## DATASET RECORDS
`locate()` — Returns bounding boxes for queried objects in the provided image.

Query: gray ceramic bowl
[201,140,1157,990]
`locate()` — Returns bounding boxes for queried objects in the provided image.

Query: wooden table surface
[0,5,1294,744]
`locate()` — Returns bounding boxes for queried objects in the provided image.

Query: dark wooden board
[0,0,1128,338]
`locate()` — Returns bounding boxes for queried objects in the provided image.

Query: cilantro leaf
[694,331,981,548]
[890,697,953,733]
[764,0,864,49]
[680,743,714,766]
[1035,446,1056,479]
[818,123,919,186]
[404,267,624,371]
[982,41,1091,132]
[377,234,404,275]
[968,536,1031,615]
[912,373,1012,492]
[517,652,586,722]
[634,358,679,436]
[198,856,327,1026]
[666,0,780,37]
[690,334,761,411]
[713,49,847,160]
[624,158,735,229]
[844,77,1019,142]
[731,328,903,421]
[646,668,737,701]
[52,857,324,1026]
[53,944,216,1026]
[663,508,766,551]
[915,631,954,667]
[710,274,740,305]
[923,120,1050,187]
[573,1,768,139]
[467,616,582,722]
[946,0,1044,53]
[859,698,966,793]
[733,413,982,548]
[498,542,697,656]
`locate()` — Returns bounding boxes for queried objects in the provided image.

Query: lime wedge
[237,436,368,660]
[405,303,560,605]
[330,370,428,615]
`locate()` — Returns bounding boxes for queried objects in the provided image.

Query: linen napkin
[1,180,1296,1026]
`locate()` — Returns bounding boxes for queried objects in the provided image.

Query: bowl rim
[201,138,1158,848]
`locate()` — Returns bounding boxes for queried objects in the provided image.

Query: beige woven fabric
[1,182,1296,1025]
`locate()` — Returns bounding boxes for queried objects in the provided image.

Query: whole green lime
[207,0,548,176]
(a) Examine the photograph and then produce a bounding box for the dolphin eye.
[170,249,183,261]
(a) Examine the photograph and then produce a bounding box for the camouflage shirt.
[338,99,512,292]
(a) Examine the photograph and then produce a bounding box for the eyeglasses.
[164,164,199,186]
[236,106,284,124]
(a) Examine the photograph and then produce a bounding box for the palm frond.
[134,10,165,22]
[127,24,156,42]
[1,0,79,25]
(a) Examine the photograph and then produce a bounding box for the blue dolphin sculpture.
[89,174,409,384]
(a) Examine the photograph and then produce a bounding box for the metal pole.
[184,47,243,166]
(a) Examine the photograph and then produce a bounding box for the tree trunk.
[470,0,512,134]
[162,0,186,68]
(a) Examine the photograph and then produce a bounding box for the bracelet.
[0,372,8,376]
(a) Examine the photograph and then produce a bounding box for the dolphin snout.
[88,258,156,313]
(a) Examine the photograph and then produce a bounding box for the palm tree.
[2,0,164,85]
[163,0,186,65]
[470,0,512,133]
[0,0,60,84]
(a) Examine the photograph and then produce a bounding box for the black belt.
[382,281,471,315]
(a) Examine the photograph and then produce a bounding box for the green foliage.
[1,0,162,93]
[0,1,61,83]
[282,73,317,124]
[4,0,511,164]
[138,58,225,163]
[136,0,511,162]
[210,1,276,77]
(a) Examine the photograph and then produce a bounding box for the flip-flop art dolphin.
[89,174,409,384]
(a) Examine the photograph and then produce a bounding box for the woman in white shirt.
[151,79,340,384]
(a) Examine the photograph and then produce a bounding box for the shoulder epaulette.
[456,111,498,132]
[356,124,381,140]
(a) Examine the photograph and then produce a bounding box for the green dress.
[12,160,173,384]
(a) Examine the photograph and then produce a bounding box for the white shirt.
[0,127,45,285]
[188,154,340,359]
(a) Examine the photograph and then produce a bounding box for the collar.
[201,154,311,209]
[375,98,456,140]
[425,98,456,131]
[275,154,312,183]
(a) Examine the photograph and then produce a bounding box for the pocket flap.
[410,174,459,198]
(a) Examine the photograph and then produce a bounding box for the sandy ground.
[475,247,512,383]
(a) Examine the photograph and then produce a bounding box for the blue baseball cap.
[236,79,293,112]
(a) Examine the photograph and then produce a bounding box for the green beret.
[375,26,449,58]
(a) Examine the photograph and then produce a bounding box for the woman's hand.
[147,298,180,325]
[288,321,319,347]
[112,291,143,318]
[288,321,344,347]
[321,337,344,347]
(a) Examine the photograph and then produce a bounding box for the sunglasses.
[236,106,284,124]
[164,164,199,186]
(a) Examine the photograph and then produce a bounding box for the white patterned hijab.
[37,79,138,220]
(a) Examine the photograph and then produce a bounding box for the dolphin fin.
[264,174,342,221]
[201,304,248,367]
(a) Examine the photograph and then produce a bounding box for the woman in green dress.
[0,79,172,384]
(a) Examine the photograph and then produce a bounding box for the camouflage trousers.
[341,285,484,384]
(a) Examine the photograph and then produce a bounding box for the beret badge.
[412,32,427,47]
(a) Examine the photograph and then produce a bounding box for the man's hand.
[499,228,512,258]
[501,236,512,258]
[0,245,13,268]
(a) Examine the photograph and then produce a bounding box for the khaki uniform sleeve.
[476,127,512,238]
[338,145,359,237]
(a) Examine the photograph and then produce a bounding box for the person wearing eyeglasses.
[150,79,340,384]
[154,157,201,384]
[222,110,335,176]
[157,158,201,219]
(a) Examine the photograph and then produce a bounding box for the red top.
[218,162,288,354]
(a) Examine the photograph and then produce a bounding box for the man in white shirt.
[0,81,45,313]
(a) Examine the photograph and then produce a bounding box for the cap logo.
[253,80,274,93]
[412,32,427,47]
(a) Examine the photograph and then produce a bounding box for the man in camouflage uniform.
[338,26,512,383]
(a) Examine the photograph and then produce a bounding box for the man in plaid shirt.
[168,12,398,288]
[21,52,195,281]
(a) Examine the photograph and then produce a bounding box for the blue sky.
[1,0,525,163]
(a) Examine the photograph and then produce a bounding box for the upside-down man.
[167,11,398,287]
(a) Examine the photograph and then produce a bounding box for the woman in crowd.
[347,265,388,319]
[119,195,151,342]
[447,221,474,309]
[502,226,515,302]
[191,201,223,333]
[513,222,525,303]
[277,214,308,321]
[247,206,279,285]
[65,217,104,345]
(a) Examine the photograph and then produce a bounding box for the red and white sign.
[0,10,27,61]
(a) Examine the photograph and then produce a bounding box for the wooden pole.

## WHAT NEEDS TO BE DONE
Return every entry exactly as given.

## RESULT OF THE EXERCISE
`locate()` — Returns bounding boxes for queried objects in the provided image.

Query: gray ceramic bowl
[201,140,1157,990]
`locate()` — Returns bounding boxes for queried objects in the provided image.

Query: wooden table surface
[0,5,1294,744]
`locate()` — Returns bounding boxes for queried objects in the provided image.

Query: dark wooden board
[0,0,1128,338]
`locate()` — Returns bounding boxes for queried objects in the provided image.

Query: cilantro leaf
[694,331,981,548]
[890,697,953,733]
[764,0,864,49]
[680,743,714,766]
[1035,446,1056,479]
[818,123,919,186]
[404,267,624,371]
[982,41,1091,132]
[377,234,404,275]
[968,536,1031,615]
[912,373,1012,492]
[517,652,586,722]
[634,358,679,436]
[198,856,327,1026]
[666,0,780,37]
[690,334,761,411]
[713,49,847,160]
[624,158,735,229]
[844,77,1019,142]
[731,328,903,421]
[646,668,737,701]
[52,857,324,1026]
[53,944,216,1026]
[663,508,766,551]
[915,631,954,667]
[710,274,740,305]
[923,120,1050,187]
[573,1,768,139]
[467,616,582,722]
[946,0,1044,53]
[859,698,966,793]
[733,413,982,548]
[498,542,697,656]
`locate()` — Returns bounding boxes for queried objects in the provided image.

Query: lime wedge
[237,436,368,660]
[405,303,560,605]
[330,370,428,615]
`locate()` — Returns bounding boxes for queried objects in the provided image.

Query: linen napkin
[1,180,1296,1026]
`locate()` — Returns bounding boxes for queried objects in the provided image.

Query: bowl rim
[201,138,1158,848]
`locate()` — Returns bounding boxes for queried objects in the provided image.

Query: beige woven fabric
[1,182,1296,1025]
`locate()` — Returns bounding boxes for queried objects in the provided image.

Query: whole green lime
[207,0,548,176]
(a) Examine the photograph and then produce a bounding box for the dolphin eye.
[170,249,183,261]
(a) Examine the photograph and then produce a bounding box for the camouflage shirt.
[338,99,512,292]
(a) Examine the photograph and then produce a bounding box for the eyeglasses.
[164,164,199,186]
[236,106,284,124]
(a) Examine the photograph and then produce a bounding box for the palm frond.
[134,10,165,22]
[127,24,156,42]
[1,0,79,25]
(a) Examine the photograph and then produce a bounding box for the blue dolphin sculpture.
[89,174,409,384]
(a) Examine the photograph and then produce a bounding box for the metal pole.
[184,47,243,166]
(a) Examine the photograph and then produce a bounding box for the tree trunk.
[470,0,512,134]
[162,0,186,68]
(a) Examine the photograph and then produce a bounding box for the bracelet.
[0,372,8,376]
(a) Examine the photograph and then produce a bounding box for the dolphin snout.
[88,258,156,313]
(a) Examine the photograph and then produce a bounding box for the palm tree.
[2,0,164,85]
[163,0,186,65]
[470,0,512,133]
[0,0,60,84]
(a) Examine the photograph and then produce a bounding box for the black belt.
[382,281,471,315]
(a) Examine the photograph and then produce a bounding box for the green foliage.
[1,0,162,93]
[0,1,61,83]
[282,73,317,124]
[4,0,511,164]
[138,58,225,163]
[136,0,511,162]
[210,1,276,77]
(a) Examine the photograph and then produce a bounding box for the flip-flop art dolphin.
[89,174,409,384]
(a) Examine the photograph and then produce a bounding box for the woman in white shirt.
[151,79,340,384]
(a) Examine the photograph and then produce a bounding box for the shoulder epaulette.
[456,111,498,132]
[356,124,381,140]
(a) Examine the photograph and then produce a bounding box for the green dress.
[12,160,173,384]
(a) Examine the photograph and then produce a bounding box for the white shirt.
[0,127,45,285]
[188,154,340,359]
(a) Examine the photograph and then produce a bounding box for the collar.
[201,154,311,209]
[375,98,456,140]
[425,98,456,131]
[275,154,312,183]
(a) Examine the photograph and then produce a bounding box for the pocket flap.
[410,174,459,198]
(a) Examine the photograph and then produce a bounding box for the sandy ground.
[475,247,512,383]
(a) Examine the photograph and then produce a bounding box for the blue baseball cap.
[236,79,293,112]
(a) Examine the photograph and then produce a bounding box for the green beret.
[375,26,449,58]
(a) Examine the photograph and then produce a bounding box for the woman's hand.
[147,298,180,325]
[288,321,319,347]
[112,291,143,318]
[288,321,344,347]
[321,337,344,347]
(a) Examine the photograph and then produce a bounding box for the sunglasses.
[236,106,284,124]
[164,164,199,186]
(a) Examine the photograph and then produce a bounding box for the white patterned hijab.
[37,79,138,220]
(a) Examine the photograph and then produce a bounding box for the dolphin fin.
[264,174,342,221]
[201,304,248,367]
(a) Examine the photograph and then produce a bounding box for the woman in green dress.
[0,79,172,384]
(a) Examine the photograph and then produce a bounding box for the camouflage trousers.
[341,285,484,384]
(a) Examine the photograph and then produce a bounding box for the beret badge.
[412,32,427,47]
(a) Examine the photograph and then produce a bounding box for the man's hand.
[499,228,512,258]
[501,236,512,258]
[0,245,13,268]
(a) Examine the photograph and then produce a bounding box for the khaki uniform sleeve.
[476,127,512,238]
[338,145,359,237]
(a) Examine the photograph and then produce a bounding box for the person wearing eyeglasses.
[150,79,340,384]
[154,157,201,384]
[222,110,335,176]
[157,158,201,219]
(a) Examine the photograph and then produce a bounding box for the red top.
[218,162,288,354]
(a) Examine the photograph and then produce a bounding box for the man in white shirt.
[0,81,45,313]
(a) Examine the photograph and then produce a bounding box for the cap logo.
[253,80,274,93]
[412,32,427,47]
(a) Examine the photograph and then produce a bounding box for the man in camouflage uniform.
[338,26,512,383]
(a) Examine the photograph and then produce a bounding box for the man in plaid shirt.
[168,12,398,288]
[21,52,195,281]
(a) Examine the photograph and then produce a bounding box for the blue sky.
[1,0,525,163]
(a) Examine the photograph and then produce a bounding box for the upside-down man.
[167,11,398,287]
(a) Examine the photograph and then produce a bounding box for the woman in crowd.
[347,265,388,319]
[119,195,151,342]
[447,221,474,309]
[502,226,515,302]
[191,201,223,333]
[513,222,525,303]
[277,214,308,321]
[247,206,279,285]
[65,217,104,345]
(a) Examine the photograph and then produce a bounding box for the red and white sign.
[0,10,27,61]
(a) Examine the photograph and then produce a bounding box for the wooden pole.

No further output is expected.